> [Things to do]
- 1) In the text on the battery pack thermal barrier, what are the less compressible pieces of the thermal barrier?
- 2) Update the part of the battery pack thermal barrier text starting with "Traction Battery Pack Thermal" and going on through "a cell stack.", putting "dielectric fluid" wherever "liquid coolant" appears.

> [Extract provided]
-- Opening Marker --

Traction Battery Pack Thermal Barrier

This disclosure details exemplary assemblies that guide liquid coolant within a battery pack and, more particularly, to a thermal barriers that guide the liquid coolant between cells of a cell stack.

Electrified vehicles differ from conventional motor vehicles because electrified vehicles include a drivetrain having one or more electric machines. The electric machines can drive the electrified vehicles instead of, or in addition to, an internal combustion engine. A traction battery pack assembly can power the electric machines. As part of an immersion thermal management system, liquid coolant can be moved through the traction battery pack to help manage thermal energy within the traction battery pack.

In some aspects, the techniques described herein relate to a traction battery pack assembly, including: a cell stack within an interior of an enclosure, the cell stack including a plurality of battery cells disposed along a cell stack axis and at least one thermal barrier disposed along the cell stack axis, the at least one thermal barrier having a plurality of more compressible pieces secured to a plurality of less compressible pieces to establish at least one channel configured to communicate a liquid coolant though the cell stack.

In some aspects, the techniques described herein relate to an assembly, wherein the at least one channel opens to a first side of the cell stack and to an opposite second side of the cell stack.

In some aspects, the techniques described herein relate to an assembly, wherein the at least one channel has a rectangular cross-section.

In some aspects, the techniques described herein relate to an assembly, wherein the first side is a first horizontal side, and the second side is a second horizontal side.

In some aspects, the techniques described herein relate to an assembly, wherein the at least one channel is disposed between axially adjacent battery cells within the plurality of battery cells.

In some aspects, the techniques described herein relate to an assembly, wherein the at least one thermal barrier is compressible.

In some aspects, the techniques described herein relate to an assembly, wherein the plurality of more compressible pieces are a plurality of foam pieces.

In some aspects, the techniques described herein relate to an assembly, wherein the plurality of less compressible pieces are a plurality of metallic pieces.

-- Closing Marker --

> [Record excerpts]
-- Opening Marker --

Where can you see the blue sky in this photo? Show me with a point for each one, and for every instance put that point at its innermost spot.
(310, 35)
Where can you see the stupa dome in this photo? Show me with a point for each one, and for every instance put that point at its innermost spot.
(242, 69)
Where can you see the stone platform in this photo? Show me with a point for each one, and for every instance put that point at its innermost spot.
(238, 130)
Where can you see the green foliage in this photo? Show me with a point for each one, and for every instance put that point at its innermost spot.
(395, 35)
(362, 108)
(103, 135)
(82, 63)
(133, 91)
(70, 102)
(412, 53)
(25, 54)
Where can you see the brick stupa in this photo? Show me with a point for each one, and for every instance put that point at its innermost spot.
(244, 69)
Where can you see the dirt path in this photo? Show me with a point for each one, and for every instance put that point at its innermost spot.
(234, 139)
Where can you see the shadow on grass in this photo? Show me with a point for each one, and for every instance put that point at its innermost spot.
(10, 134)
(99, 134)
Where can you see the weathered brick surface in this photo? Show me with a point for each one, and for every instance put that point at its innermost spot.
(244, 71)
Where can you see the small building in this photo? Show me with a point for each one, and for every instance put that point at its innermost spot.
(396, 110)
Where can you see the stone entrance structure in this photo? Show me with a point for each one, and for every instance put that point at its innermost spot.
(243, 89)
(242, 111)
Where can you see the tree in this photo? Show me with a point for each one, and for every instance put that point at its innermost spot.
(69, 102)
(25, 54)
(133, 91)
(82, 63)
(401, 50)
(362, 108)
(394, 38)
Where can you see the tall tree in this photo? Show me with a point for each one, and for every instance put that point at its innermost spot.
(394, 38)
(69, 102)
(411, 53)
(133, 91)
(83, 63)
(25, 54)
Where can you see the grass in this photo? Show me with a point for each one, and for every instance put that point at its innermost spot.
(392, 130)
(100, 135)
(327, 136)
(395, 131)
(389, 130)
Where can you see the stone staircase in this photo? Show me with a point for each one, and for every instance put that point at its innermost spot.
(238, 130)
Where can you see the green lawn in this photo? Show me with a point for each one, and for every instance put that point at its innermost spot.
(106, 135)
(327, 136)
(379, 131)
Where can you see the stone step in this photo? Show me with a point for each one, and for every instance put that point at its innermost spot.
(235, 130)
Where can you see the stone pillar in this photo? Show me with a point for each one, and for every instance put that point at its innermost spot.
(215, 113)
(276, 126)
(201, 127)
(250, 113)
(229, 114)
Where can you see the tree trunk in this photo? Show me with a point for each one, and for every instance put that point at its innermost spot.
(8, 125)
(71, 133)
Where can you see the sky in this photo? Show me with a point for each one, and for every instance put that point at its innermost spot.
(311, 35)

-- Closing Marker --
-- Opening Marker --

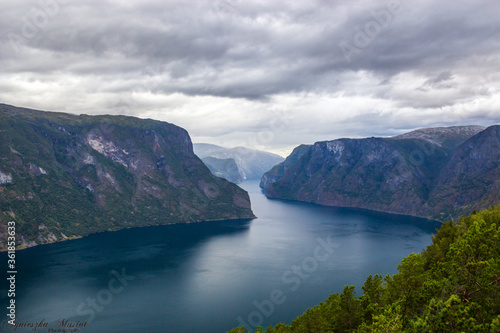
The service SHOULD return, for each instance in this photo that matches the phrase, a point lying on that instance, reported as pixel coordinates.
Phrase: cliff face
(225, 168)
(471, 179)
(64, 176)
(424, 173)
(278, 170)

-- Closing Marker --
-- Opening Marker --

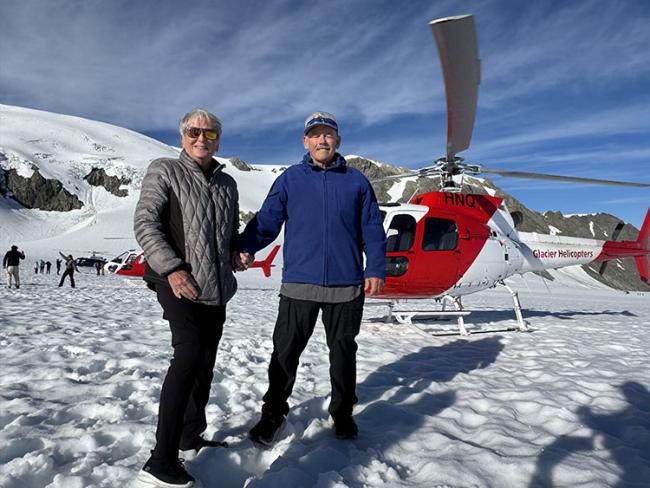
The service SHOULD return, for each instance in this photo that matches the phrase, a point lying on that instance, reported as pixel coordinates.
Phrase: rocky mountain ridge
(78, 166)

-- Closing Marker --

> [Exercise responses]
- 1) They are a plurality of metallic pieces.

- 2)
Traction Battery Pack Thermal Barrier

This disclosure details exemplary assemblies that guide dielectric fluid within a battery pack and, more particularly, to a thermal barriers that guide the dielectric fluid between cells of a cell stack.